**Set problem**
In the forum thread below, what is the name of the rating that sets fire-resistant building requirements for houses near bushfire-prone areas?

**Passage**
Do any Councils have anything like that for houses built in the more fire prone areas? For example, for a house in a rural setting, do they need fire resistant features like a tiled or cemented veranda rather than a wooden veranda that cinders can fall upon and set alight?

gaseous
08-01-2020, 02:30 PM
Yes Bob, it's called the Bushfire Attack Level (BAL). It's normally part of a local authority's list of planning regulations for houses adjacent to potentially bushfire-prone areas. It ranges from a low-range ember attack to full-on direct flames. The low-range rating requires sealing of gutters/downpipes, mesh screening on windows/doors, non-combustible decking materials (or timbers that meet the BAL requirements), etc. Just complying with the low-level rating can be quite onerous and expensive - I shudder to think what the high level ratings would require.

Tropo-Bob
08-01-2020, 03:24 PM
Thanks for this information. Appreciate it!

bgilbert
08-01-2020, 06:34 PM
. Can someone tell me the role of CO2 over the period of this plot


254075

gregbradley
08-01-2020, 06:50 PM
I have lived in Sydney most of my life.

I know for a fact because I have lived through it that Sydney is a much hotter city to live on than it was earlier on (55 years ago).

Sure its always been a hot city but in the 60 and 70's a hot day was 95-100F now its 114.

40C + now is a fairly common occurrence in Sydney whereas it was quite rare back then.

Bureau of Meterology keeps the statistics. Last 13 of the past 15 years have been the hottest and of course Penrith set a new record last week at an insane 48.9C.

To think man who now numbers close to 8 billion, can burn fossil fuels all day long, cut down the forests and not have a flashback from nature is naïve.

Arguing about graphs or "science" does not go anywhere. It seems science can be twisted easily much like accounting.

Man is a polluter. The Aborigines go back 60,000 years and no pollution. Wow. We could learn a thing or two from them.

When you pollute there are consequences. Perhaps slow to appear, but they are there, especially long term. Man has never been good at seeing long term consequences until they are too obvious too ignore.

**Dataset extract**
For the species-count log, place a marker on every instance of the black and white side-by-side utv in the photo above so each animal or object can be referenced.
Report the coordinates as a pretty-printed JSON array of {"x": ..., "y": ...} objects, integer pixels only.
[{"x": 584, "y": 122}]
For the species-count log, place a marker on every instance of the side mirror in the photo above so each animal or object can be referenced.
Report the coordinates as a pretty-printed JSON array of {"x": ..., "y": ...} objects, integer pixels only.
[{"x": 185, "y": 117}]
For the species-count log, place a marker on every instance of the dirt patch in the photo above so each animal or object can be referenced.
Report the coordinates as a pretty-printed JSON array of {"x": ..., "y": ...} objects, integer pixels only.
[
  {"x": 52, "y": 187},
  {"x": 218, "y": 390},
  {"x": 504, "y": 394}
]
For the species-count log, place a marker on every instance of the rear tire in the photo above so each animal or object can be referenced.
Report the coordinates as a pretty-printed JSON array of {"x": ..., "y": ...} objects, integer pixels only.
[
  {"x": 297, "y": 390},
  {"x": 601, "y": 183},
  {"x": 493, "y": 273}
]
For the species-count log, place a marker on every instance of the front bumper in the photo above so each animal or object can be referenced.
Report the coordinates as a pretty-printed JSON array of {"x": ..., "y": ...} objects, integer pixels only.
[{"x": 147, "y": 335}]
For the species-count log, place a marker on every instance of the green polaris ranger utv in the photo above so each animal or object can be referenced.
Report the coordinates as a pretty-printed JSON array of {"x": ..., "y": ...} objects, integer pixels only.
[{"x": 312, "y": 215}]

**Problem solution**
The Bushfire Attack Level (BAL).